• [WORK TO BE COMPLETED]
All of the entries below must be copied out exactly.

————

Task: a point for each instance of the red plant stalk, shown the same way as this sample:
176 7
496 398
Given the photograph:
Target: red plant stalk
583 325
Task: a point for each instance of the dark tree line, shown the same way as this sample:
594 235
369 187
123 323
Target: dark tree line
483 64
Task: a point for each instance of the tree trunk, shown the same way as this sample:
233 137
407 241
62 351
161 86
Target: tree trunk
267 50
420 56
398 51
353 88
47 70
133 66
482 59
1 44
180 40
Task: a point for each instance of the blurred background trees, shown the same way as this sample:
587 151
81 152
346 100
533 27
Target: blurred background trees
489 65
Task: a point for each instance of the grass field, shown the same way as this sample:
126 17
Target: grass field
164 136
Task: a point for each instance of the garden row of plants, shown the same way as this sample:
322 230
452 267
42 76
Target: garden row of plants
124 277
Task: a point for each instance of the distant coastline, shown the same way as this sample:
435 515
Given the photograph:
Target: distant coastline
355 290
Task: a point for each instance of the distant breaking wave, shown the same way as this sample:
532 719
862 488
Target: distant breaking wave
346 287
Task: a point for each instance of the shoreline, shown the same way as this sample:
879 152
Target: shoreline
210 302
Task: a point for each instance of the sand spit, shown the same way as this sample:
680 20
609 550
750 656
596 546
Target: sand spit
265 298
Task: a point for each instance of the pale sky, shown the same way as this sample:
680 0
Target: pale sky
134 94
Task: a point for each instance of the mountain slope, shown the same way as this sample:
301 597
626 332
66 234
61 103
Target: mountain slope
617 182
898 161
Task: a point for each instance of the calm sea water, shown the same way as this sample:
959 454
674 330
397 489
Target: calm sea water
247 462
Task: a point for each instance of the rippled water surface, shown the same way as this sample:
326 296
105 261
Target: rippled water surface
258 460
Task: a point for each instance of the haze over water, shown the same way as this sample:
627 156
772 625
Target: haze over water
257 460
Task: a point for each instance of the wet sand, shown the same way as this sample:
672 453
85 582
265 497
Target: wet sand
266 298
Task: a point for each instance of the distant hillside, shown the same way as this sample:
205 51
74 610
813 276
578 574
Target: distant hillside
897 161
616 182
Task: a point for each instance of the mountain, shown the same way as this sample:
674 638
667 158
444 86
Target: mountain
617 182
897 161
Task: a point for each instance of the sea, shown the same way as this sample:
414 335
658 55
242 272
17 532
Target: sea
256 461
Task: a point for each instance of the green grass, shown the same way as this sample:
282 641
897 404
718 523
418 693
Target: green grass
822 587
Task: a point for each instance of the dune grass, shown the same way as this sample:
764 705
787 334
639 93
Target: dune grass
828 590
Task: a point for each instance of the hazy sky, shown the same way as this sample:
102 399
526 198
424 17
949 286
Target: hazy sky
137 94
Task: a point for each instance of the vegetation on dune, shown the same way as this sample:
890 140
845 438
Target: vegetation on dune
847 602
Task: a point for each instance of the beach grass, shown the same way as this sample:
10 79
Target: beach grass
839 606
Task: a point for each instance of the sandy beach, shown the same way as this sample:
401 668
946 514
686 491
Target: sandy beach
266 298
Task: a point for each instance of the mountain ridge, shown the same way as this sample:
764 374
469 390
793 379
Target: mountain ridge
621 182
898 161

————

• [SOLUTION TO THIS TASK]
Task: a point for each instance of the red plant stalk, shown the same way as this sample:
176 7
496 398
Given the photograph:
Target: red plant stalk
583 325
Task: a point for each instance of the dark tree line, shown the same way as this sample:
594 235
369 187
123 323
Target: dark tree line
483 64
Task: a point for each instance of the tree trunk, shown the same way as this sample:
233 137
407 241
62 351
161 86
Target: tree trunk
267 50
420 56
398 51
353 88
47 70
133 66
482 59
1 44
180 40
Task: a point for each instance of the blurred background trees, shown the same way as this sample:
587 151
81 152
346 100
533 27
Target: blurred background trees
489 65
Task: a point for each instance of the grass field, shown the same way as this sample:
126 17
Target: grass field
164 136
Task: a point for each instance of the garden row of plants, shown the same way as this sample:
322 230
452 267
42 76
Target: garden row of plants
124 277
Task: a point for each instance of the distant coastline, shown the same way as this sample:
435 515
Given the photograph:
Target: distant coastline
355 290
Task: a point for each instance of the distant breaking wave, shown the same way as this sample:
532 719
862 488
Target: distant breaking wave
346 287
Task: a point for each instance of the shoreline, shown the same way as this sample:
879 152
Target: shoreline
210 302
Task: a point for each instance of the sand spit, shown the same way as this sample:
680 20
609 550
750 656
596 546
Target: sand spit
265 298
Task: a point for each instance of the pale sky, shown the same way as this sample:
680 0
Target: pale sky
134 94
Task: a point for each instance of the mountain slope, shown the same way as this sample:
301 597
626 332
66 234
61 103
Target: mountain slope
617 182
898 161
Task: a point for each instance of the calm sea water, shown the same way as this sample:
959 454
674 330
397 489
Target: calm sea water
247 462
Task: a point for each instance of the rippled water surface, shown the same way as this sample:
326 296
105 261
Target: rippled water surface
258 460
Task: a point for each instance of the haze over water, shown the same way as this sample:
627 156
772 625
Target: haze over water
257 460
Task: a point for each instance of the wet sand, shown the same way as this sample:
672 453
85 582
265 497
Target: wet sand
266 298
Task: a point for each instance of the distant hillside, shown the same way as this sample:
205 51
74 610
813 276
578 574
Target: distant hillside
897 161
616 182
Task: a point for each instance of the mountain, shown the same way as this sample:
674 638
667 158
444 86
Target: mountain
617 182
897 161
Task: a point for each instance of the sea, shown the same way as this sample:
414 335
658 55
242 272
17 532
Target: sea
256 461
Task: a point for each instance of the green grass, shown the same way as this sample:
282 641
897 404
718 523
418 693
Target: green grass
822 587
Task: a point for each instance of the dune grass, shown the same way as this sample:
764 705
787 334
639 93
Target: dune grass
828 590
Task: a point for each instance of the hazy sky, shown the same way as this sample:
102 399
526 198
424 17
949 286
Target: hazy sky
137 94
Task: a point for each instance of the vegetation on dune, shown the same way as this sample:
890 140
845 438
Target: vegetation on dune
847 602
Task: a point for each instance of the beach grass, shown the same way as this sample:
10 79
Target: beach grass
839 606
Task: a point for each instance of the sandy beach, shown the same way as this sample:
401 668
946 514
686 491
Target: sandy beach
266 298
Task: a point for each instance of the mountain ridge, shown the same way as this sample:
764 374
469 390
793 379
Target: mountain ridge
621 182
898 161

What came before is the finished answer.